■ Document passage
━━━━━━━━━━━━━━━━
Focus, Saturday, February 11, 2006, p. a17
DALLAS HANSEN
If you believe the Minuteman Civil Defense Corps, America is being
invaded, its sovereignty and way of life threatened, by Mexican
"Reconquistas" bent on reclaiming the U.S. Southwest. Other groups see
something worse. According to usborderpatrol.com, a website "maintained
by supporters of the United States Border Patrol," not one American is
safe.
"Those illegals -- those 'Undocumented Migrants' crossing our southern
border -- will soon be driving extra large Ford F-250 pickup trucks
fully loaded with 1,000 pounds of anthrax and/or smallpox, and carrying
some really nice and shiny dispensers to spray the stuff for at least
20 miles downwind and... toward you and your family." (emphasis in
original)
If, however, the invading vehicle is a Cadillac Escalade, the cargo is
likelier to be 1,400 pounds of loco weed, as was a marijuana-stuffed
SUV abandoned by smugglers in Texas on Jan. 23. That vehicle's
incursion was reportedly assisted by a Mexican military humvee
featuring a mounted .50 calibre machine-gun that left observing
Hudspeth Country sheriff's deputies and the Texas Highway Patrol
understandably reluctant to intervene.
Thankfully, the U.S. House of Representatives is paying attention. "We
are facing a military on the other side of the border who periodically
comes to this side of the border," said Rep. Tom Tancredo (R-CO) during
a recent anti-illegal immigration rally. "I am asking the president,
commit the military to this border. We have a war."
The House, having recently passed a bill calling for the erection of a
five-metre high, 1,100-kilometre long steel wall along the border,
would prefer that illegal residence in the U.S. be considered a felony.
Now if only these patriotic laws could make it past a dangerously soft
Senate.
Up on the northern border, the flow of illegal migrants isn't so much a
flood as a trickle. Whereas the Minutemen in California, Texas and
Arizona have been keeping busy watching for border-jumpers amid the
desert hinterlands, their counterparts in Washington state, Montana,
North Dakota, Michigan, New York and Vermont admit they haven't seen
anything. In Whatcom County, Wash., directly over the line from the
Vancouver suburb of Surrey, a battery of night-vision CCTV cameras and
a U.S. border patrol unit would seem sufficient, but the Minutemen
themselves are quick to admit that their presence is mostly a
propaganda ploy. They want to see the border patrol, whose numbers and
funding have tripled since 1995, tripled again. Ironically -- or,
rather, hypocritically -- many of the Minutemen call themselves
Libertarians.
━━━━━━━━━━━━━━━━
■ Data lines
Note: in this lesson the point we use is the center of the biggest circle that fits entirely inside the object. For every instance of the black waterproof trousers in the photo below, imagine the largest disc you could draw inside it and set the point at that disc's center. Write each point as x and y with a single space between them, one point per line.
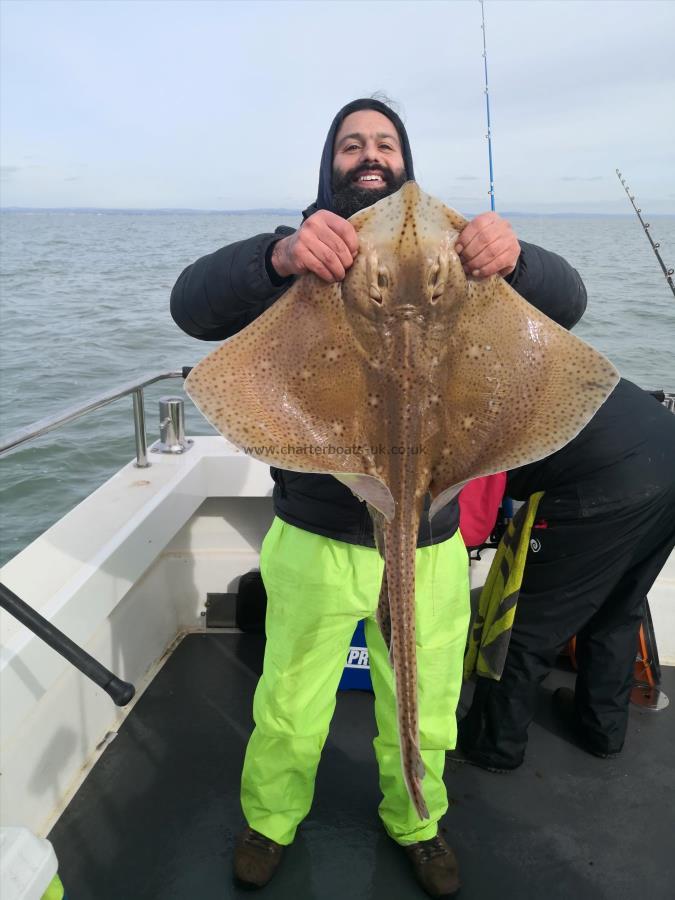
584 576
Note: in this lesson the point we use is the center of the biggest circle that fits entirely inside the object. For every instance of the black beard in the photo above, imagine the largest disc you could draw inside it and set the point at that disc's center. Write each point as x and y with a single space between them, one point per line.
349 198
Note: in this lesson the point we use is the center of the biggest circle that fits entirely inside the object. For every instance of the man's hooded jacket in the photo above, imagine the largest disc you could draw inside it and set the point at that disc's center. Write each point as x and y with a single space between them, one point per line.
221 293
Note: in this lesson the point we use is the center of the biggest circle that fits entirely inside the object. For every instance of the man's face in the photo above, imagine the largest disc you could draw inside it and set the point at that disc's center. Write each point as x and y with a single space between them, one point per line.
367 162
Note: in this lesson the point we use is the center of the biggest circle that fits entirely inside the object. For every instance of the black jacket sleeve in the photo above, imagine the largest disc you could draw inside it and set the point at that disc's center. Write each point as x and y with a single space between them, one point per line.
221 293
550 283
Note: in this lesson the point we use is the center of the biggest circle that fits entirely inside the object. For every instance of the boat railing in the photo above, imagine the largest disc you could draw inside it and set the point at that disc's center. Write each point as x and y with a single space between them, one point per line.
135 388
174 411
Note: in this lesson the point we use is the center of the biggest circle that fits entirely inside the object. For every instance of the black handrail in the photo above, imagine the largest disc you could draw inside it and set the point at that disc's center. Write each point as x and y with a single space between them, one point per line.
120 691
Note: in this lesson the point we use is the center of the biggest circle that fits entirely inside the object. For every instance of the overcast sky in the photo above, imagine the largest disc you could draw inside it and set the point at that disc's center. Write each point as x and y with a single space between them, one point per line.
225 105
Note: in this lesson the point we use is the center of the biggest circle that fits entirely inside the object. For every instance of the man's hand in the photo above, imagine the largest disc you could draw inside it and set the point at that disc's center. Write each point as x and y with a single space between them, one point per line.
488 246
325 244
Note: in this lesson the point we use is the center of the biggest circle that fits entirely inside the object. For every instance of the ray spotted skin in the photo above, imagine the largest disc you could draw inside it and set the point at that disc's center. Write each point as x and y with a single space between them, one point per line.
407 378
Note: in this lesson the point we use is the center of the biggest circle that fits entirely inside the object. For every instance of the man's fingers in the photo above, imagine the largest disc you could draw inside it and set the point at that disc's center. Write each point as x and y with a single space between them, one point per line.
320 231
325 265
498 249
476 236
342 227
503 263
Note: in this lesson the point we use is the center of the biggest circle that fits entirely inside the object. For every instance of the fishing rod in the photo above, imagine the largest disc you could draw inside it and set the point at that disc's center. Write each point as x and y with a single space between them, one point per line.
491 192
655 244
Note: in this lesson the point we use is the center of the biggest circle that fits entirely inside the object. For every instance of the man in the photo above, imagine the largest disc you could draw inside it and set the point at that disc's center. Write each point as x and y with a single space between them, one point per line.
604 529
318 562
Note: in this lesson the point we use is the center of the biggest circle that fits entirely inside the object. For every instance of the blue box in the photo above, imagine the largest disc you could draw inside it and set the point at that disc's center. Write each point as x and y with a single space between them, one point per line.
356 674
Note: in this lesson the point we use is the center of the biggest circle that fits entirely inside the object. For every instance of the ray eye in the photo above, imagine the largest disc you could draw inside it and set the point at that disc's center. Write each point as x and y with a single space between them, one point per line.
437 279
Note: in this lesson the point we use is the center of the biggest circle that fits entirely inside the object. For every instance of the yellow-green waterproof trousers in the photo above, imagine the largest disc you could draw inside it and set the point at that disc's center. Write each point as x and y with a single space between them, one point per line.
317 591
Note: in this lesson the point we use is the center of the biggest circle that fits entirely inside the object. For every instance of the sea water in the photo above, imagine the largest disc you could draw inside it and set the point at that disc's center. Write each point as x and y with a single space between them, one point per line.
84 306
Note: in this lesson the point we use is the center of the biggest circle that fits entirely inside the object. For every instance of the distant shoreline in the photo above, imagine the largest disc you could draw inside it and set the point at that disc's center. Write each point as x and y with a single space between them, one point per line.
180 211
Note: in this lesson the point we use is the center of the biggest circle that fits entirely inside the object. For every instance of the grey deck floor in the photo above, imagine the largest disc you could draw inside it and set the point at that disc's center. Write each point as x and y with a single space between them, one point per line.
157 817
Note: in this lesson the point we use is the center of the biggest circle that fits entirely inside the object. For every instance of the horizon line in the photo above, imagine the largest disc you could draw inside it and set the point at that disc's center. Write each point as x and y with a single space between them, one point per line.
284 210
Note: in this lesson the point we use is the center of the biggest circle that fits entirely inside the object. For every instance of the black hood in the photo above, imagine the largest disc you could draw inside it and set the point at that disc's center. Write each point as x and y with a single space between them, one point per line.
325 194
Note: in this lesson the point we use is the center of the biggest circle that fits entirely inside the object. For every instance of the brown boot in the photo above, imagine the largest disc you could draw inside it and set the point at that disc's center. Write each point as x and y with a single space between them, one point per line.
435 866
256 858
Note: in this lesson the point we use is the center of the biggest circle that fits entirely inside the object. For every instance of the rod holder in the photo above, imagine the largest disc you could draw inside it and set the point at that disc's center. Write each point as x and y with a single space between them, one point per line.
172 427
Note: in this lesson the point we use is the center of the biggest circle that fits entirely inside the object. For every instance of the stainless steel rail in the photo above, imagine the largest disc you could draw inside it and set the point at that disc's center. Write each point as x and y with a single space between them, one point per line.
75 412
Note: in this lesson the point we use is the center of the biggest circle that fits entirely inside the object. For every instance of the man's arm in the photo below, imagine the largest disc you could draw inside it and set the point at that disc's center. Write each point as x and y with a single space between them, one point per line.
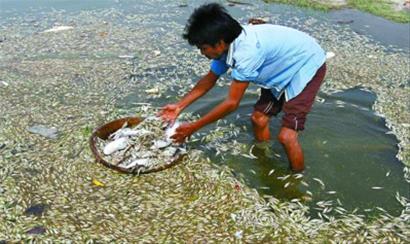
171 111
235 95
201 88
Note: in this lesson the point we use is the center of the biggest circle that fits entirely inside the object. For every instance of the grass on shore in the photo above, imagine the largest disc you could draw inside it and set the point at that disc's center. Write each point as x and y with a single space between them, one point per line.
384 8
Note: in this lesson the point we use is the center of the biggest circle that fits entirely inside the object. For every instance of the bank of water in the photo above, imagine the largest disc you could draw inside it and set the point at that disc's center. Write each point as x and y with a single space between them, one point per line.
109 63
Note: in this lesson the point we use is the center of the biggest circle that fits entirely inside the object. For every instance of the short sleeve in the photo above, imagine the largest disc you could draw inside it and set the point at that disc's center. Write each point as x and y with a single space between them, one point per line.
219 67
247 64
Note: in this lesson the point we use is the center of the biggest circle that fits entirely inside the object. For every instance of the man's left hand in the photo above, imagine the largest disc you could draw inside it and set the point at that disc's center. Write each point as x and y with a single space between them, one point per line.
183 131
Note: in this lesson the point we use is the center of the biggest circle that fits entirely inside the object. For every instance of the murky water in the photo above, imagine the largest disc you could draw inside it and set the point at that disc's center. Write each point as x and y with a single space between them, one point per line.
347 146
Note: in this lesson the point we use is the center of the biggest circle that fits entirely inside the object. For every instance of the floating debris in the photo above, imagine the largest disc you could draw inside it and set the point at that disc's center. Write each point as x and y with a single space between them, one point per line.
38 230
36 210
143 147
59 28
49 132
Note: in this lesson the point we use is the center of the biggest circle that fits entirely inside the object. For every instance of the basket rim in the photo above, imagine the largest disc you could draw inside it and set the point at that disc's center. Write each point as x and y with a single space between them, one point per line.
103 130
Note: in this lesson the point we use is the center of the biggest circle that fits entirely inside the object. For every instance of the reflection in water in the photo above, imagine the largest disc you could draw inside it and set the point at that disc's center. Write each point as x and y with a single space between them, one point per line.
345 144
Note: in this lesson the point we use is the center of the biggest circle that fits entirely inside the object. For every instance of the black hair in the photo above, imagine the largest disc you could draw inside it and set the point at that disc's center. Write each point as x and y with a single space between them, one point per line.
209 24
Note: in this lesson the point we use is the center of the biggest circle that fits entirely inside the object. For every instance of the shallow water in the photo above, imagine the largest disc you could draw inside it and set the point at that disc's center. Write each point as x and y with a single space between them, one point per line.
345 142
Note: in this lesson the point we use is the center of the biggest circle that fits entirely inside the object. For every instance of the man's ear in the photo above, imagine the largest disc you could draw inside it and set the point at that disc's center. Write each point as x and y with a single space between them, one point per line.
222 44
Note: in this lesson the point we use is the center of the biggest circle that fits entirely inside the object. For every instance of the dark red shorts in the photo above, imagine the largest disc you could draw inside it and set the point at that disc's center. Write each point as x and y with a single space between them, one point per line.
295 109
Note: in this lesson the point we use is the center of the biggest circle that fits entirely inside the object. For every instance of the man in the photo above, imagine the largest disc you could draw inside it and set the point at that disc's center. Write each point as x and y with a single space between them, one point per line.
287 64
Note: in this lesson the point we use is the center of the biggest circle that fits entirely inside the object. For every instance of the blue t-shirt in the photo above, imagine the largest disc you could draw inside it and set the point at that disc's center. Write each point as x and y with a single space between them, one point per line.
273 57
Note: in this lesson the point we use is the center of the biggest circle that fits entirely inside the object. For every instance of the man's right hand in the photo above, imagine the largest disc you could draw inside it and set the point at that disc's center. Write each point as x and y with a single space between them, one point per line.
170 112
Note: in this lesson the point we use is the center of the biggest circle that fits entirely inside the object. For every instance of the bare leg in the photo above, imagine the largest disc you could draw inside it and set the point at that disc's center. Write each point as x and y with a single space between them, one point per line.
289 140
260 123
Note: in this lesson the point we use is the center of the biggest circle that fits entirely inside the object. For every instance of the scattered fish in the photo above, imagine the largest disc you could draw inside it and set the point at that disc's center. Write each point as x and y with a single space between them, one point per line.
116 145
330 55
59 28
━━━━━━━━━━━━━━━━
■ Brief 1
List every state the column on U.S. border security names where the Minutemen's northern-border counterparts admit they haven't seen anything.
■ Brief 2
Extend the column on U.S. border security, starting after its final sentence.

■ Output 1
Washington state, Montana, North Dakota, Michigan, New York, Vermont

■ Output 2
It has always struck me as absurd that men can draw lines in the land
and imprison or kill people for crossing them. Globalization may have
facilitated the international movement of goods, ideas and capital, but
not of labour. It would make rather more sense to let the markets
determine where people work, and at what wages -- and this is precisely
what's happening in the U.S., despite populist pressure to "contain"
illegal immigration. President George W. Bush knows the American
economy needs unskilled as well as skilled labour, which is why he has
earned the enmity of groups like the Minutemen for his advocacy of a
"guest worker" program, which amounts to a limited amnesty for
undocumented workers.
Many industries, such as agriculture and construction, depend on large
amounts of cheap, unskilled labour. These are positions that, these
days, white Americans are loath to fill -- whatever the wage.
The Minutemen can claim a number of high-profile supporters in politics
and media -- including CNN's Lou Dobbs -- but one of their most irksome
ideologues wraps his xenophobia in a blanket of green.
"I care about the advancement of society -- toward a viable, long-term
sustainable quality of life for both plants and animals," writes Frosty
Wooldridge -- who, as his name would suggest, is white.
Wooldridge runs a website filled with his anti-immigration "articles"
warning of the dangers of overpopulation. He offers a vision of what
Mexican migrants will find as they drift toward a border protected by
the Minutemen:
"They are going to meet with a miles-long line of organized,
military-style, determined, gritty and pissed off American patriots in
tents, motorhomes, pickup trucks by campfires and from every walk of
life holding binoculars -- and taking a stand for America."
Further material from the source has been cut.